| Testo della pagina |
########
La solitudine dei lavoratori
La solitudine dei lavoratori è il titolo di un libro di Giorgio Airaudo. Insieme ma soli è il titolo di un saggio di Sherry Turkle sul rapporto degli uomini con la tecnologia, ciascuno aspettandosi sempre di più dalla tecnica (perfino l’amicizia) e sempre meno dagli altri (e dando agli altri sempre meno di sé).
Lavoratori oggi lasciati soli dalla crisi, dal sindacato, dalla sinistra; ma anche (e prima ancora) cittadini sempre più soli. In una democrazia dove sono stati fatti cadere i legami e le relazioni di solidarietà e fraternità e i diritti sociali e di libertà e dove viene progressivamente meno la possibilità di stare/fare/decidere insieme dal basso. Dove lo spazio pubblico è residuale, ogni cosa viene privatizzata e tutto si gioca sul carisma individuale (reale o frutto di marketing politico). Tra lavoro e politica l’unico rapporto possibile, ammesso e anzi incentivato è quello personale e individuale: di delega in politica; di isolamento, sub-ordinazione e assoggettamento individuale nel lavoro; o le due cose insieme. Si è così compiuta la volontà di Margaret Thatcher, ovvero la società non esiste, esistono solo gli individui: era una evidente stupidaggine e invece è diventata la grammatica dei nostri tempi e il discorso comune che tutti dicono e confermano. Con disuguaglianze crescenti al crescere della solitudine.
########
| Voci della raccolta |
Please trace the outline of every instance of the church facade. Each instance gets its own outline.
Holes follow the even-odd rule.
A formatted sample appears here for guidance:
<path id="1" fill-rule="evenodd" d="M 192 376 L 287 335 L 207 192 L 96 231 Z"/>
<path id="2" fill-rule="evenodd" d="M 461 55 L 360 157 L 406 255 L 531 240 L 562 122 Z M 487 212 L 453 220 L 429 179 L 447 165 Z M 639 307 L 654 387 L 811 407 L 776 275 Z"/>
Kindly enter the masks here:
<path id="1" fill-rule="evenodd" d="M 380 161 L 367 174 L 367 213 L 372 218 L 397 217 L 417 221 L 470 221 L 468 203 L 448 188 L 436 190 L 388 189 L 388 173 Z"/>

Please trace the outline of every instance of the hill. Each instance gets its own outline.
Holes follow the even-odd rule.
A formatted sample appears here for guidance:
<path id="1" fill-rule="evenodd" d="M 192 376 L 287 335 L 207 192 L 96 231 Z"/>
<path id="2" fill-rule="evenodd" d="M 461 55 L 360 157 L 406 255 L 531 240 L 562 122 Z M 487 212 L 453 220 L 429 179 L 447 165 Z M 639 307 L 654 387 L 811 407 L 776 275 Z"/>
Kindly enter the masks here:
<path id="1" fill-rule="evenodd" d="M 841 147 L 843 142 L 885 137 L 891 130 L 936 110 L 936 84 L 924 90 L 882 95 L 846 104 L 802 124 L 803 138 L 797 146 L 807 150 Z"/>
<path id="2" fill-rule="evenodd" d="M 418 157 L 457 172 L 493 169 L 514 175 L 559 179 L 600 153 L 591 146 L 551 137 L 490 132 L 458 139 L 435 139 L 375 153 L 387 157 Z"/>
########
| Esercizi |
- a) Nel testo sulla solitudine dei lavoratori, qual è l'argomento del saggio di Sherry Turkle intitolato «Insieme ma soli»?
- b) Traduci in inglese questa frase del testo sulla solitudine dei lavoratori: «La solitudine dei lavoratori è il titolo di un libro di Giorgio Airaudo.»
- c) Prosegui il testo sulla solitudine dei lavoratori dopo la sua ultima frase.
Il materiale qui raccolto non ha alcun ruolo negli esercizi.

| Risposte attese |
- a) Il rapporto degli uomini con la tecnologia.

- b) "La solitudine dei lavoratori" is the title of a book by Giorgio Airaudo.

- c)
Indignatevi!, diceva Stéphane Hessel. E poi: Impegnatevi! E invece, poca indignazione e pochissimo impegno. E moltissima rassegnazione. Cornelius Castoriadis negava che la storia fosse lotta di classe («Di solito gli schiavi, gli oppressi, i contadini poveri eccetera sono rimasti al loro posto, hanno accettato lo sfruttamento e l’oppressione, arrivando a benedire gli zar»), ma aggiungeva che «caratteristica specifica del mondo occidentale è stata proprio questa dinamica interna del conflitto, questo mettere costantemente in discussione la società. Ma oggi? Conclusosi con un fallimento il tentativo di democratizzare il capitalismo, a mettere costantemente in discussione la società è il capitalismo nella sua ultima follia chiamata neoliberismo. Il conflitto è scomparso mentre si moltiplicano gli scontri. Anche chi dice di essere il 99% si ritrova solo.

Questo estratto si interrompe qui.